The United States National Airspace System (NAS) monitors and controls air traffic in the United States. The NAS includes more than 18,300 airports, 21 air route traffic control centers, and over 460 control towers. These add up to more than 34,000 pieces of equipment, including radar systems, communication switches, radios, computer systems, and displays. The current infrastructure is aging rapidly. The computers supporting the 21 air route traffic control centers, for example, are IBM 3083 mainframes that date back to the early 1980s. In 1996, the United States government initiated a program to modernize the NAS infrastructure, including improvements such as satellite navigation, digital controller/pilot communications, and a higher degree of automation in controlling the air routes, deciding the order in which aircraft land, and controlling ground traffic as aircraft move from and to the runways. Such a complex infrastructure, however, can only be modernized incrementally. Consequently, while new components offering new functionality are introduced, older components still need to be supported. For example, during the transition period, a controller will have to be able to use both analog and digital voice channels to communicate with pilots. Finally, the modernization of the NAS coincides with a dramatic increase in global air traffic, predicted to double within the next 10–15 years. The previous modernizing effort of the NAS, called the Advanced Automation System (AAS), was suspended in 1994 because of software-related problems, after missing its initial deadline by several years and exceeding its budget by several billions of dollars.

Both of the above examples discuss complex systems in which external conditions can trigger unexpected changes. Complexity puts the problem beyond the control of any single individual. Change forces participants to move away from well-known solutions and to invent new ones. In both examples, several participants need to cooperate and develop new techniques to address these challenges. Failure to do so results in failure to reach the goal.

This book is about conquering complex and changing software systems.

 

The theme

The application domain (mountain expedition planning, air traffic control, financial systems, word processing) usually includes many concepts that software developers are not familiar with. The solution domain (user interface toolkits, wireless communication, middleware, database management systems, transaction processing systems, wearable computers) is often immature and provides developers with many competing implementation technologies. Consequently, the system and the development project are complex, involving many different components, tools, methods, and people.

As developers learn more about the application domain from their users, they update the requirements of the system. As developers learn more about emerging technologies or about the limitations of current technologies, they adapt the system design and implementation. As quality control finds defects in the system and users request new features, developers modify the system and its associated work products. The result is continuous change.

Complexity and change represent challenges that make it impossible for any single person to control the system and its evolution. If controlled improperly, complexity and change defeat the solution before its release, even if the goal is in sight. Too many mistakes in the interpretation of the application domain make the solution useless for the users, forcing a retreat from the route or the market. Immature or incompatible implementation technologies result in poor reliability and delays. Failure to handle change introduces new defects in the system and degrades performance beyond usability.

- **Job**
Write out the passage on complex software systems word for word, starting at "Both of the" and ending at "reach the goal.". The lines that come next are from a different source.

- **Location identification entries**
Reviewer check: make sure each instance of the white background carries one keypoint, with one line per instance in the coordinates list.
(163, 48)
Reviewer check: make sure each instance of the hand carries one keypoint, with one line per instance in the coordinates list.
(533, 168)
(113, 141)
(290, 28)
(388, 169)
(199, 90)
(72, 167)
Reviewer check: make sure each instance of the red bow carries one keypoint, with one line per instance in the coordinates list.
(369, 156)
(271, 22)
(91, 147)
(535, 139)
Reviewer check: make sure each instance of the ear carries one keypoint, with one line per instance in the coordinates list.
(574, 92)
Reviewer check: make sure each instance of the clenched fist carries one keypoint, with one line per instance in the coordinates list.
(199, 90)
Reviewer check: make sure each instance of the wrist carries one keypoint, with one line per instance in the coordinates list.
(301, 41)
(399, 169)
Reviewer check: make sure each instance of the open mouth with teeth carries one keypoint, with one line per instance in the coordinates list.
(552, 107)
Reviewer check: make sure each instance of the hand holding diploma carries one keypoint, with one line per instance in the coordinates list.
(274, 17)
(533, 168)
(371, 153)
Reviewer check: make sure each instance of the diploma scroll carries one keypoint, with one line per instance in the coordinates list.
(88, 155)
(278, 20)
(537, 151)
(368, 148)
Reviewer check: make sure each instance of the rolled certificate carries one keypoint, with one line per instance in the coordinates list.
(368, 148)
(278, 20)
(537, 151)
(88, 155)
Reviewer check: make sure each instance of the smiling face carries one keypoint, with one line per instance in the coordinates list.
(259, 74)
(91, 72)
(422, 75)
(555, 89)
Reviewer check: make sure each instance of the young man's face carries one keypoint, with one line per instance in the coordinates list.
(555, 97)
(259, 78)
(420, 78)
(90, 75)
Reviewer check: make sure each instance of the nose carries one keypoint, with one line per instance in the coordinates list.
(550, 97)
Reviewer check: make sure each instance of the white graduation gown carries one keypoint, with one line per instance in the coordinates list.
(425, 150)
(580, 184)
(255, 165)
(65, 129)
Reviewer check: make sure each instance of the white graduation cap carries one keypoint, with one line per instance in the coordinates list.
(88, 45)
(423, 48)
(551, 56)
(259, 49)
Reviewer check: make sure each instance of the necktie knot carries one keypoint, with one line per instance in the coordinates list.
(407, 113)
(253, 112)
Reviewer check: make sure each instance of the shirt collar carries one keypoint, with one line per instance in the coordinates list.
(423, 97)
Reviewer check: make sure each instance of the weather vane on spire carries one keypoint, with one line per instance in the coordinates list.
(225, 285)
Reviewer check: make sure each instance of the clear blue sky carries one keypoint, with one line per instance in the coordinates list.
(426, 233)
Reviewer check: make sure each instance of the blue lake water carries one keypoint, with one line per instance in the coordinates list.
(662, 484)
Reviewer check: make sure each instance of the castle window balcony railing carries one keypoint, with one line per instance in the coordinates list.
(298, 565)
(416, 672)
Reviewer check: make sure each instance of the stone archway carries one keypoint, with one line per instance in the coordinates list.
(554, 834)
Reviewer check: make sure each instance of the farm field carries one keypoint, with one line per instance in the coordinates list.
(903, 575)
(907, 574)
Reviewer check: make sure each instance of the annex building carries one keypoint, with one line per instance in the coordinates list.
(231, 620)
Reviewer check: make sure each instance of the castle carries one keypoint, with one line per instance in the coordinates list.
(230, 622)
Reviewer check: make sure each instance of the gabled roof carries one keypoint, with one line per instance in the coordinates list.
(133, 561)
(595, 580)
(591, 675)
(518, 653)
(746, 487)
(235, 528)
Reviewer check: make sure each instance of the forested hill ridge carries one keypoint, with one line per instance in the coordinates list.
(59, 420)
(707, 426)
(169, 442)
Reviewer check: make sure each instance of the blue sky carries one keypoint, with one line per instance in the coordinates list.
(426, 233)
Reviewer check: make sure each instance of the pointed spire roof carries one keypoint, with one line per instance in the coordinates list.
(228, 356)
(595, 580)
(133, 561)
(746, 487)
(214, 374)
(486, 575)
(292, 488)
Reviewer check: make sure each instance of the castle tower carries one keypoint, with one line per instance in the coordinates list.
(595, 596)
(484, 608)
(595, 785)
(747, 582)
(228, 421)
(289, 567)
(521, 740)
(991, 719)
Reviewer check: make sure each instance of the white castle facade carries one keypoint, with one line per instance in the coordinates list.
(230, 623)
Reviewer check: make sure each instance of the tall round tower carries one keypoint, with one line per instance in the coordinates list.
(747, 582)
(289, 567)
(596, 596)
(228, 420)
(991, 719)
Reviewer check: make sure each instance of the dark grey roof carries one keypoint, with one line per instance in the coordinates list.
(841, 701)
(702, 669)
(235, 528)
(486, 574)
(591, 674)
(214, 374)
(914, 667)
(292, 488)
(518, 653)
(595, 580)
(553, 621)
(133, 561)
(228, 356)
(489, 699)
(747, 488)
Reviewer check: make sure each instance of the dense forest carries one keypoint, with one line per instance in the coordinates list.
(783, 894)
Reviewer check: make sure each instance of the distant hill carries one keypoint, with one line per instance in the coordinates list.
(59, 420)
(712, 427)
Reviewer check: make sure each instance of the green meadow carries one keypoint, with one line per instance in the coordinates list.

- **Exercise result**
Both of the above examples discuss complex systems in which external conditions can trigger unexpected changes. Complexity puts the problem beyond the control of any single individual. Change forces participants to move away from well-known solutions and to invent new ones. In both examples, several participants need to cooperate and develop new techniques to address these challenges. Failure to do so results in failure to reach the goal.